- Problem requirements: Copy the material below, swapping "brown branch" for "bare branch" and leaving everything else unchanged.

- Information supplied:
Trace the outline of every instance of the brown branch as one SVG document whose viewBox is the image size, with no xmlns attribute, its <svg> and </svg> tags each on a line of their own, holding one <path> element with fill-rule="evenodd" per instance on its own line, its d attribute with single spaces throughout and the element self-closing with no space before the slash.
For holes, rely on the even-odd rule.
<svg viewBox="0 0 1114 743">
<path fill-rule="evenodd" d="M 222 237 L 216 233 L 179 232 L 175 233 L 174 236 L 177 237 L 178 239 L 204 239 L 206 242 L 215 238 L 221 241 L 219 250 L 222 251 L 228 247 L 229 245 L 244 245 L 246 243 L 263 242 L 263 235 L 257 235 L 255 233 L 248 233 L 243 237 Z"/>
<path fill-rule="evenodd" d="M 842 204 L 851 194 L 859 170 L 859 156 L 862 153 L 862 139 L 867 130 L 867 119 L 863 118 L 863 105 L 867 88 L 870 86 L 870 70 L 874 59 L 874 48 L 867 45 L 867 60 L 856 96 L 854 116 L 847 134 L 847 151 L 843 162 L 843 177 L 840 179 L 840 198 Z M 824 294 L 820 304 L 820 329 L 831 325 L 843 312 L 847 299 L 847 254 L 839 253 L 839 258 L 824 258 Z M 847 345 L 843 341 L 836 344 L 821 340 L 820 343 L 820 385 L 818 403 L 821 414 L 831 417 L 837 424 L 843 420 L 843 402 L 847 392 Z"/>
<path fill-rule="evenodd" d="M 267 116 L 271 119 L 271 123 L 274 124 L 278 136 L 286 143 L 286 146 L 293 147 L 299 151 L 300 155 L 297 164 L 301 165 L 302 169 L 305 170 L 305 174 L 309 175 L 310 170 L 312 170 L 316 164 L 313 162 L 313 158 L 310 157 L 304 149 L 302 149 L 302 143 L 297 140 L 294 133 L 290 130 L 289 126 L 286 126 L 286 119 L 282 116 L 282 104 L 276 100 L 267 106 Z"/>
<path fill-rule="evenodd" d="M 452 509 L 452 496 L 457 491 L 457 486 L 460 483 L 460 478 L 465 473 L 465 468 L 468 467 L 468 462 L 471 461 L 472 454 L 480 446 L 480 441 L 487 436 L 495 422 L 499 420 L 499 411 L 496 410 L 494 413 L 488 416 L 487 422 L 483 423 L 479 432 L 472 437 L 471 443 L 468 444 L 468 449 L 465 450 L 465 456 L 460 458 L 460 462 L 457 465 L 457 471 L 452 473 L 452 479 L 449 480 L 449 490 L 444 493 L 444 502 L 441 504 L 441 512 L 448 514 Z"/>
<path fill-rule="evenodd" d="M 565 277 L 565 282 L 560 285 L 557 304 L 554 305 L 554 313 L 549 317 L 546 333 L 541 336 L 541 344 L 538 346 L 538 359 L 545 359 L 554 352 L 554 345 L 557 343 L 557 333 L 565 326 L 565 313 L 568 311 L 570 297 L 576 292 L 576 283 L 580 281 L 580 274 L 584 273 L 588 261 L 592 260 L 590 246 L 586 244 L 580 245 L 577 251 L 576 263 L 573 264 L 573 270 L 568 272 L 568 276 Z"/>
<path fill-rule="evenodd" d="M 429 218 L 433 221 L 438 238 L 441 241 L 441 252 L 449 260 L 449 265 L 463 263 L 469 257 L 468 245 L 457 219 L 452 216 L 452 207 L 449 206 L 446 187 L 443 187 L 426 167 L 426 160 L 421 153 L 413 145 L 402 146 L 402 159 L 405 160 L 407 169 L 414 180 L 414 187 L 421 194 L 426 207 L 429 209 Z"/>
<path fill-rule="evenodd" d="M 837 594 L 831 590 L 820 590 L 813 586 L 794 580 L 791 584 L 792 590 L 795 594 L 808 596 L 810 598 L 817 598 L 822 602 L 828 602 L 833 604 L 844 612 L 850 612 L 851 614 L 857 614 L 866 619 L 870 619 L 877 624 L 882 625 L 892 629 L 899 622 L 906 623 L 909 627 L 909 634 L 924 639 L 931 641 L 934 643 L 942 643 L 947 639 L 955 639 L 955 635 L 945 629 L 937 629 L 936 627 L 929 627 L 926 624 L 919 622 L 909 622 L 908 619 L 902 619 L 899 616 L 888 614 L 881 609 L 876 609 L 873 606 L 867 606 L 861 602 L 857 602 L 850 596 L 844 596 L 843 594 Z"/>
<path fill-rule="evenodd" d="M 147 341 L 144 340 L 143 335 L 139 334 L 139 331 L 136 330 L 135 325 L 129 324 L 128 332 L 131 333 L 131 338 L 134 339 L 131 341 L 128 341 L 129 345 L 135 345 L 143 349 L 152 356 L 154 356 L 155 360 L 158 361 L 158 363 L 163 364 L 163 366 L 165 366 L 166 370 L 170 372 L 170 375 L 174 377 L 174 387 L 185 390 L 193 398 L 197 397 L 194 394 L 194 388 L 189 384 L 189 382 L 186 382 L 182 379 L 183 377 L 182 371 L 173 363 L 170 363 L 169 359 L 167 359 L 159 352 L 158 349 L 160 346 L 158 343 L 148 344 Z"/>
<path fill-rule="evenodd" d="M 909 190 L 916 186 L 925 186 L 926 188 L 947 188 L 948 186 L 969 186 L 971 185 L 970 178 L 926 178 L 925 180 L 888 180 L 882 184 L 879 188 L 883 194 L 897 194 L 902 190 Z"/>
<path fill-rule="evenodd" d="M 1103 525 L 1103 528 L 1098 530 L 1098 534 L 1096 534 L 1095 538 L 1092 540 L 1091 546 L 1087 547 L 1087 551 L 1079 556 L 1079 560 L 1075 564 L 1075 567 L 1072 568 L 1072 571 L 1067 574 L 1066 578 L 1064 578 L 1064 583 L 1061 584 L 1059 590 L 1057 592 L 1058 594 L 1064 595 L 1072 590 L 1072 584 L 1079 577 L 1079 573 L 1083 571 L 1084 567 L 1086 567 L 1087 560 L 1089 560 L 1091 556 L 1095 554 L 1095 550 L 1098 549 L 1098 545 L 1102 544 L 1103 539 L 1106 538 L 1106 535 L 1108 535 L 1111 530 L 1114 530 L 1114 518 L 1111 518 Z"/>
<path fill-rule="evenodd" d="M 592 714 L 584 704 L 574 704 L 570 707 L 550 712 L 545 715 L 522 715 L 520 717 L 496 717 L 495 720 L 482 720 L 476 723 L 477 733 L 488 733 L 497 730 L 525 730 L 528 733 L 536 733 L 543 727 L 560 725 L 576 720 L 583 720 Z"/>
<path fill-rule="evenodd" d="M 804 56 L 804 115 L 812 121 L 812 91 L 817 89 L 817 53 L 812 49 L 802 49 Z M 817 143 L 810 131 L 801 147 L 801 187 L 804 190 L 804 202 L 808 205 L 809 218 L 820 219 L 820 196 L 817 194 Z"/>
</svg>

- Completed task:
Trace the outline of every instance of the bare branch as one SVG document whose viewBox is the image size, with no xmlns attribute, its <svg> and </svg> tags each on a line of their own, holding one <path> element with fill-rule="evenodd" per instance on its own line, its d attribute with single spaces throughout and the element self-closing with no space before the slash.
For holes, rely on the even-odd rule.
<svg viewBox="0 0 1114 743">
<path fill-rule="evenodd" d="M 222 237 L 216 233 L 179 232 L 175 233 L 174 236 L 177 237 L 178 239 L 204 239 L 206 242 L 215 238 L 221 241 L 219 250 L 222 251 L 228 247 L 229 245 L 244 245 L 246 243 L 263 242 L 263 235 L 257 235 L 255 233 L 248 233 L 243 237 Z"/>
<path fill-rule="evenodd" d="M 842 204 L 851 194 L 859 170 L 859 156 L 862 153 L 862 139 L 867 130 L 867 119 L 863 118 L 863 105 L 867 88 L 870 86 L 870 70 L 874 59 L 874 48 L 867 45 L 867 60 L 856 96 L 854 116 L 847 134 L 847 151 L 843 162 L 843 177 L 840 179 L 840 198 Z M 824 294 L 820 304 L 820 329 L 831 325 L 843 312 L 847 299 L 847 254 L 839 253 L 839 258 L 824 258 Z M 847 345 L 843 341 L 836 344 L 821 340 L 820 343 L 820 385 L 818 403 L 821 414 L 831 417 L 837 424 L 843 420 L 843 402 L 847 392 Z"/>
<path fill-rule="evenodd" d="M 267 116 L 271 119 L 271 123 L 274 124 L 278 136 L 286 143 L 286 146 L 293 147 L 299 151 L 300 155 L 297 164 L 301 165 L 302 169 L 305 170 L 305 174 L 309 175 L 310 170 L 312 170 L 316 164 L 313 162 L 313 158 L 310 157 L 304 149 L 302 149 L 302 143 L 297 140 L 294 133 L 290 130 L 289 126 L 286 126 L 286 119 L 282 116 L 282 104 L 276 100 L 267 106 Z"/>
<path fill-rule="evenodd" d="M 452 509 L 452 496 L 457 491 L 457 486 L 460 483 L 460 478 L 465 473 L 465 468 L 468 467 L 468 462 L 471 461 L 472 454 L 480 446 L 480 441 L 487 436 L 495 422 L 499 420 L 499 411 L 496 410 L 494 413 L 488 416 L 487 422 L 483 423 L 479 432 L 472 437 L 471 443 L 468 444 L 468 449 L 465 450 L 465 456 L 460 458 L 460 462 L 457 465 L 457 471 L 452 473 L 452 479 L 449 480 L 449 490 L 444 493 L 444 502 L 441 504 L 441 512 L 448 514 Z"/>
<path fill-rule="evenodd" d="M 565 277 L 565 282 L 560 285 L 557 304 L 554 305 L 554 313 L 549 317 L 546 333 L 541 336 L 541 344 L 538 346 L 538 359 L 545 359 L 554 352 L 554 345 L 557 343 L 557 333 L 565 326 L 565 313 L 568 311 L 570 297 L 576 292 L 576 283 L 580 281 L 580 274 L 584 273 L 588 261 L 592 260 L 590 246 L 586 244 L 580 245 L 577 251 L 576 263 L 573 264 L 573 270 L 568 272 L 568 276 Z"/>
<path fill-rule="evenodd" d="M 429 218 L 433 221 L 438 238 L 441 241 L 441 252 L 449 260 L 449 265 L 463 263 L 469 257 L 468 245 L 457 219 L 452 216 L 452 207 L 449 206 L 446 187 L 443 187 L 426 167 L 426 160 L 421 153 L 413 145 L 402 146 L 402 159 L 405 160 L 407 169 L 414 180 L 414 187 L 421 194 L 426 207 L 429 209 Z"/>
<path fill-rule="evenodd" d="M 837 594 L 831 590 L 820 590 L 813 586 L 794 580 L 791 584 L 792 590 L 795 594 L 808 596 L 810 598 L 817 598 L 822 602 L 828 602 L 833 604 L 844 612 L 850 612 L 851 614 L 857 614 L 866 619 L 870 619 L 877 624 L 882 625 L 892 629 L 899 622 L 906 623 L 909 627 L 909 634 L 924 639 L 931 641 L 934 643 L 942 643 L 947 639 L 955 639 L 955 635 L 945 629 L 937 629 L 936 627 L 929 627 L 926 624 L 919 622 L 909 622 L 908 619 L 902 619 L 899 616 L 888 614 L 881 609 L 876 609 L 873 606 L 867 606 L 861 602 L 857 602 L 850 596 L 844 596 L 843 594 Z"/>
<path fill-rule="evenodd" d="M 147 341 L 144 340 L 143 335 L 139 334 L 139 331 L 136 330 L 135 325 L 129 324 L 128 332 L 131 333 L 131 338 L 134 339 L 131 341 L 128 341 L 129 345 L 135 345 L 143 349 L 152 356 L 154 356 L 155 360 L 158 361 L 158 363 L 163 364 L 163 366 L 165 366 L 166 370 L 170 372 L 170 375 L 174 377 L 174 387 L 185 390 L 193 398 L 197 397 L 194 394 L 194 388 L 189 384 L 189 382 L 186 382 L 182 379 L 183 377 L 182 371 L 173 363 L 170 363 L 169 359 L 167 359 L 159 352 L 158 349 L 160 346 L 158 343 L 148 344 Z"/>
<path fill-rule="evenodd" d="M 909 190 L 916 186 L 925 186 L 926 188 L 947 188 L 948 186 L 969 186 L 971 185 L 970 178 L 926 178 L 925 180 L 888 180 L 882 184 L 879 188 L 883 194 L 897 194 L 902 190 Z"/>
<path fill-rule="evenodd" d="M 1103 525 L 1103 528 L 1098 530 L 1098 534 L 1096 534 L 1095 538 L 1092 540 L 1091 546 L 1087 547 L 1087 551 L 1079 556 L 1079 560 L 1075 564 L 1075 567 L 1072 568 L 1072 571 L 1067 574 L 1066 578 L 1064 578 L 1064 583 L 1061 584 L 1059 590 L 1057 592 L 1058 594 L 1064 595 L 1072 590 L 1072 584 L 1079 577 L 1079 573 L 1083 571 L 1084 567 L 1086 567 L 1087 560 L 1089 560 L 1091 556 L 1095 554 L 1095 550 L 1098 549 L 1098 545 L 1102 544 L 1103 539 L 1106 538 L 1106 535 L 1108 535 L 1111 530 L 1114 530 L 1114 518 L 1111 518 Z"/>
<path fill-rule="evenodd" d="M 592 714 L 584 704 L 574 704 L 570 707 L 550 712 L 545 715 L 522 715 L 520 717 L 496 717 L 495 720 L 482 720 L 476 723 L 477 733 L 488 733 L 497 730 L 525 730 L 528 733 L 536 733 L 543 727 L 560 725 L 576 720 L 583 720 Z"/>
<path fill-rule="evenodd" d="M 804 56 L 804 115 L 812 121 L 812 91 L 817 89 L 817 53 L 812 49 L 802 49 Z M 817 143 L 810 131 L 801 147 L 801 187 L 804 190 L 804 202 L 808 205 L 809 218 L 820 219 L 820 196 L 817 194 Z"/>
</svg>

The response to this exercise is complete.